[Excerpted data]
•••••

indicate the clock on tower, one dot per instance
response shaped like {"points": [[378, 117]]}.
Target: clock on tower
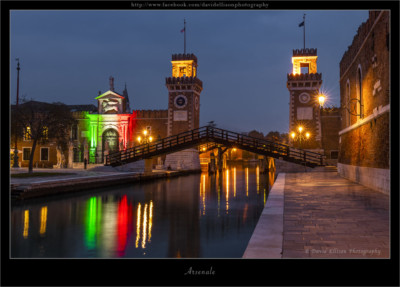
{"points": [[184, 90]]}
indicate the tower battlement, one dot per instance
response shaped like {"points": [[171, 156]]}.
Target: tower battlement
{"points": [[184, 57], [305, 77], [304, 52], [183, 81]]}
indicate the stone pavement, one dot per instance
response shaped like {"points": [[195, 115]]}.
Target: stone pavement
{"points": [[327, 216]]}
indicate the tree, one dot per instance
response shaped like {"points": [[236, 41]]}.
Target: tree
{"points": [[40, 122]]}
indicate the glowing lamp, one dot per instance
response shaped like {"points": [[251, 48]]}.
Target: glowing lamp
{"points": [[321, 100]]}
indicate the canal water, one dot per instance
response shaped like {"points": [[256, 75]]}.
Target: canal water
{"points": [[194, 216]]}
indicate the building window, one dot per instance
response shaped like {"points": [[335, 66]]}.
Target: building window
{"points": [[45, 133], [26, 153], [74, 132], [76, 155], [360, 102], [304, 68], [44, 153], [27, 134], [334, 154], [182, 71]]}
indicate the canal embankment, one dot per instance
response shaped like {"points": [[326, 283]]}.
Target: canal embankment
{"points": [[80, 180], [319, 214]]}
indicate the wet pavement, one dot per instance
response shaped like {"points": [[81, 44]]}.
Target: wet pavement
{"points": [[327, 216], [324, 216]]}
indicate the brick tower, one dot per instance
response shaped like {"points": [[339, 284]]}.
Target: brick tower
{"points": [[303, 84], [184, 90]]}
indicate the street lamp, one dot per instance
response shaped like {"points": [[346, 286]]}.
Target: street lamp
{"points": [[15, 165], [321, 100], [147, 138], [301, 136]]}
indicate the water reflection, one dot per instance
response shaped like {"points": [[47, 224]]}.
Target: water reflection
{"points": [[43, 220], [179, 217], [26, 224]]}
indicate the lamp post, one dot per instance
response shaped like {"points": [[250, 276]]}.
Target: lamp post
{"points": [[300, 136], [16, 165], [146, 138]]}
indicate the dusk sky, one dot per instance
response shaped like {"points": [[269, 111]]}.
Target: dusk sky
{"points": [[244, 57]]}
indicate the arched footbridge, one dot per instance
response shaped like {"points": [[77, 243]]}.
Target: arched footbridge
{"points": [[208, 134]]}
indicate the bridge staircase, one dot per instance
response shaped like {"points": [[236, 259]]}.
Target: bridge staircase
{"points": [[212, 136]]}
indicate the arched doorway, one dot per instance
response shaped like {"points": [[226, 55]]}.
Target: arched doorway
{"points": [[110, 136]]}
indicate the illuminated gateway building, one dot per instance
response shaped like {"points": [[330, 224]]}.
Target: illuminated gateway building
{"points": [[112, 126]]}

•••••

Each line from the first line of the data above through the one containing "indicate the canal embankment, one" must be set down exactly; the pictures must not be.

[Solution for this problem]
indicate the clock on tower, one dot per instance
response shaped like {"points": [[378, 117]]}.
Target: clock on tower
{"points": [[184, 90]]}
indicate the tower battlement, one dot per instance
response shaped like {"points": [[171, 156]]}.
Target: tower battlement
{"points": [[184, 57], [305, 77], [304, 52], [183, 81]]}
indicate the stone pavement, one dot per instance
response shaped like {"points": [[195, 115]]}.
Target: stone pavement
{"points": [[327, 216]]}
indicate the tree, one dot per instance
response shaped like {"points": [[236, 41]]}.
Target: tree
{"points": [[40, 122]]}
indicate the glowing lamp, one dot per instance
response shaped like {"points": [[251, 48]]}.
Target: glowing lamp
{"points": [[321, 100]]}
indicate the canal water, one dot per instance
response shaped like {"points": [[256, 75]]}.
Target: canal water
{"points": [[194, 216]]}
indicate the building window, one dot per instance
response shaped like {"points": [[335, 66]]}.
Target: building window
{"points": [[45, 133], [26, 153], [74, 132], [76, 155], [360, 102], [304, 68], [44, 153], [27, 134], [334, 154], [182, 71]]}
indicate the canal embankment, one dot per instance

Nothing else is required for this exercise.